[BEGIN]

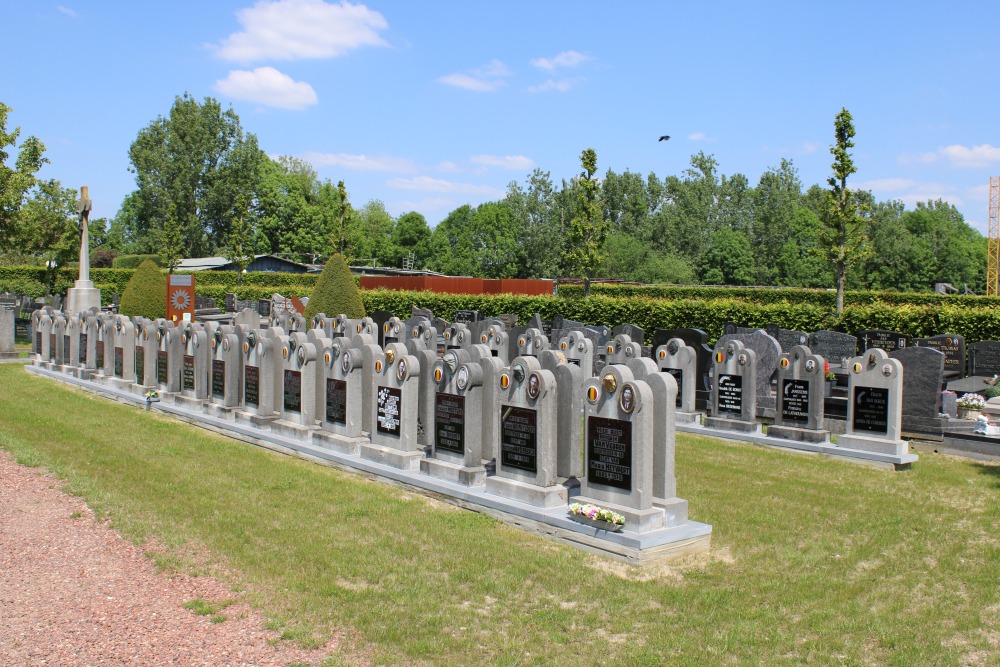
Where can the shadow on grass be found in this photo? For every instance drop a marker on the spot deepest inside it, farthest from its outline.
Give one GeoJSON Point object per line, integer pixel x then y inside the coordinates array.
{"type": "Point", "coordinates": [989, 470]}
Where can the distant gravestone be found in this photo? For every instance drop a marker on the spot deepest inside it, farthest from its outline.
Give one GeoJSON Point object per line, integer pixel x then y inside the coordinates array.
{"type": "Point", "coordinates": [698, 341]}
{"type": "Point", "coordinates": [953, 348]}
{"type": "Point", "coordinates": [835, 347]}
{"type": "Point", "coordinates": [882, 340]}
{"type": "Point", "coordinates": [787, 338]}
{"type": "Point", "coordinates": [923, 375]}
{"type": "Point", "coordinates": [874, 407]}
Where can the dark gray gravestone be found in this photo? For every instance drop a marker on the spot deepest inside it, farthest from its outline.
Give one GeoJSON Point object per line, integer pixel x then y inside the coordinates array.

[END]

= What is asked =
Output as a numbered list every line of the records, starting with the line that contains "Where can the dark" and going on through the last line, and leave out any blank lines.

= Correct answer =
1. Where can the dark gray gravestone be found in this photo? For every instance drop a marker on the spot deepest inside it, farthest from its outline.
2. Give one GeoJSON Point object per line, integer pixel x then y inside the coordinates array.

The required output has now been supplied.